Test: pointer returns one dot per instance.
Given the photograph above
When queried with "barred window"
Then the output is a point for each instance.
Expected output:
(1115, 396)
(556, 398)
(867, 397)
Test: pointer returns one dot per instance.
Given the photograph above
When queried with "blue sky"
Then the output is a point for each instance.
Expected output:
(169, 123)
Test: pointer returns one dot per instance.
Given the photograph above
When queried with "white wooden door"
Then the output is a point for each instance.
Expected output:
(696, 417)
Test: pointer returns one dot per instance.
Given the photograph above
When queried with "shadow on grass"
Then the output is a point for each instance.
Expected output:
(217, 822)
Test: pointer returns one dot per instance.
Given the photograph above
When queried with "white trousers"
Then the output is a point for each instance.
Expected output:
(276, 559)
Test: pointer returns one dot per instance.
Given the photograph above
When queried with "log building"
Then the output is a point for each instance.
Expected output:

----

Set down the entries verbatim, leaving none out.

_Result below_
Test: pointer returns one dot per instance.
Given the photograph above
When queried with "barred window"
Then the output is a point for each instance.
Expected output:
(1115, 396)
(556, 398)
(867, 397)
Test: pointer returns one dot per instance.
Given the photograph above
When queried with "blue sky"
Then the output is a point for each instance.
Expected output:
(169, 123)
Test: pointer returns one dot per instance.
Given the photograph above
When queried with "white wooden door"
Then the output is a point for each instance.
Expected output:
(696, 417)
Test: pointer returns one dot per instance.
Given the photograph above
When queried with "shadow on grass"
Then the output is a point for each instance.
Expected output:
(217, 822)
Test: pointer returns one dot per instance.
Given the photograph above
When queried with "white trousers"
Then the output is a point for each instance.
Expected output:
(276, 559)
Test: pointer returns one dot per instance.
Given the photograph above
When queried with "log building"
Then the output is a point for each instance.
Expected output:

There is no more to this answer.